Odeio perder o controle das coisas.

Meu corpo caiu e se arrastou no asfalto sem que eu pudesse fazer algo para evitar. "Então vai assim que vou morrer, é?". Senti a cabeça doer e, por alguns segundos, meus olhos ficaram abertos, viam, mas não enxergavam nada.

Só fui me dar conta do que tinha acontecido quando alguns sapatos se aproximaram de mim. O asfalto estava muito quente naquela tarde tipicamente biriguiense. Escutei alguém falando ao telefone, dizendo que um rapaz tinha sofrido um acidente na praça da prefeitura. Vi estacionarem minha moto na guia da sarjeta.

Que ironia! Tantas vezes escrevi matérias sobre acidentes de moto e agora havia me tornado vítima de um deles.

Precisava voltar ao trabalho, pensei.

Tentei me levantar, mas uma voz pediu para eu não me mexer. Obedeci. "Nossa, esse chão deve estar muito quente!", ouvi um homem falar. Assim como aquele que ajudou Jesus a carregar a cruz, ou aquela mulher que, na Via Crucis, enxugou seu rosto banhando de suor e sangue, alguns bons samaritanos colocaram pedaços de papelão embaixo das minhas mãos e braços. Senti um grande alívio.

Quando já estava no corredor da emergência do pronto-socorro, pensei que, talvez, ainda exista esperança na humanidade. Talvez, os bons sejam realmente a maioria. Pensei ainda em quanto são mesquinhas as diferenças que separam as pessoas. Não vi o rosto de nenhum daqueles que tentaram amenizar o meu sofrimento, mas serei eternamente grato a eles.

O QUE FAZER -
a) No relato do acidente, troque "asfalto" por "chão" e escreva de novo o trecho que começa com as palavras que contêm "Meu corpo caiu" e termina com "guia da sarjeta.".
b) Continue o relato do acidente de moto depois da última frase.

DADOS EXTRAÍDOS -
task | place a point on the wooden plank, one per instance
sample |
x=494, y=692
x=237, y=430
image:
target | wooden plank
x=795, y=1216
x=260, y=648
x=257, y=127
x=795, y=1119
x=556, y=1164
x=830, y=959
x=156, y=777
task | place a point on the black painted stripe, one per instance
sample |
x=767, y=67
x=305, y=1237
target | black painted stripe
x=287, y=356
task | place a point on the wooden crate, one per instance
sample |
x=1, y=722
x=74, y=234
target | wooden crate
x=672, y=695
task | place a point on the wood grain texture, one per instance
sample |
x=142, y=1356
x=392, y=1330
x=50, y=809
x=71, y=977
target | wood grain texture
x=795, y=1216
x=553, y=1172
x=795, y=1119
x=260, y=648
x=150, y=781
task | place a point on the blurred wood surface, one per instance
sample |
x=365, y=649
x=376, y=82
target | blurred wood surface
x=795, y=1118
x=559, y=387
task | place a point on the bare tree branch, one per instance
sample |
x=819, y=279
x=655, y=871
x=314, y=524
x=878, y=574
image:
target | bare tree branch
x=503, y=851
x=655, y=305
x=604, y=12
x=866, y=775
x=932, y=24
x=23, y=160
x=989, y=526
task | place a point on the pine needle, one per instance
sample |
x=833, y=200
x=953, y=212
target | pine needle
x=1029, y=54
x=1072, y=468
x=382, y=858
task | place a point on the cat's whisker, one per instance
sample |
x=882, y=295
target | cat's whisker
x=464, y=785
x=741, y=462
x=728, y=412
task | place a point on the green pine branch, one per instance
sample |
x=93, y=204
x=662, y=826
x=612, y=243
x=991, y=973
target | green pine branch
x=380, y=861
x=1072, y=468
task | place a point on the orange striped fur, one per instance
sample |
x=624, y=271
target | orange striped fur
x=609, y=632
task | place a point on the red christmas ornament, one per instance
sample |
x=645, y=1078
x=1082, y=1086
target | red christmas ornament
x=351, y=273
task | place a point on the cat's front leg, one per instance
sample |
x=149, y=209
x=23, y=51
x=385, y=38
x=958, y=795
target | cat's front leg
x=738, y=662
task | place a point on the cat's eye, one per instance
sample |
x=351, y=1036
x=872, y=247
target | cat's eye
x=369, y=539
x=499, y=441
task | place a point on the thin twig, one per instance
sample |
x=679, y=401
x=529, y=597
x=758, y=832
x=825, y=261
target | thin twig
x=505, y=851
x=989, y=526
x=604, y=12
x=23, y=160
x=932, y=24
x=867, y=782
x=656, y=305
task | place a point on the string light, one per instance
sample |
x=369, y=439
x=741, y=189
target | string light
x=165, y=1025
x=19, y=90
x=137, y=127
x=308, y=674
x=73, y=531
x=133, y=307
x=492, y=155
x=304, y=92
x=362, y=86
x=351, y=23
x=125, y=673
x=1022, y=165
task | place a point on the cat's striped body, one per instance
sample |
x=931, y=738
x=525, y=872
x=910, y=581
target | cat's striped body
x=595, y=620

RESPOSTAS EM ORDEM -
a)
Meu corpo caiu e se arrastou no chão sem que eu pudesse fazer algo para evitar. "Então vai assim que vou morrer, é?". Senti a cabeça doer e, por alguns segundos, meus olhos ficaram abertos, viam, mas não enxergavam nada.

Só fui me dar conta do que tinha acontecido quando alguns sapatos se aproximaram de mim. O chão estava muito quente naquela tarde tipicamente biriguiense. Escutei alguém falando ao telefone, dizendo que um rapaz tinha sofrido um acidente na praça da prefeitura. Vi estacionarem minha moto na guia da sarjeta.

b)
Um rapaz que disse ser pronto-socorrista se aproximou de mim e perguntou se eu estava consciente. Respondi que sim. Pediu para que eu tentasse mexer os dedos das mãos e os pés. Apesar de uma leve dor, tudo estava funcionando. Então, ele disse para eu ficar calmo porque o Resgate já estava chegando.

Fui colocado em uma maca e levado até o pronto-socorro. Além de muito profissionais, os bombeiros que me atenderam eram uns caras legais. Um deles foi contando piadas sobre seu trabalho durante todo o trajeto. As enfermeiras e o médico plantonista também foram bastante gentis. Felizmente, não precisei tomar soro, apenas uma injeção para dor, que nem doeu.

Enquanto aguardava o resultado dos exames de raio-X, pensei que, naquele momento, a minha esposa estava trabalhando e nem imaginava tudo o que estava acontecendo comigo. Na verdade, lembrei-me dela o tempo todo, desde que cai. Ela ia ficar desesperada quando soubesse. Tive que segurar as lágrimas.

Durante o tempo em que permaneci no pronto-socorro, um homem morreu na ala de emergência onde eu estava. Mas eu, poucas horas depois, saí andando do pronto-socorro. Estava todo ralado e dolorido, porém, vivo.

Se não fosse o capacete, que impediu que eu batesse a cabeça com força no asfalto, se eu não estivesse dirigindo devagar, se todas aquelas pessoas não tivessem tomado conta de mim, poderia ter morrido naquele dia também. Imaginei, então, que alguém queria que eu ainda não partisse dessa para melhor. Não sei dizer exatamente quem.

Posso afirmar somente que em 10 de setembro de 2019 senti que nasci de novo.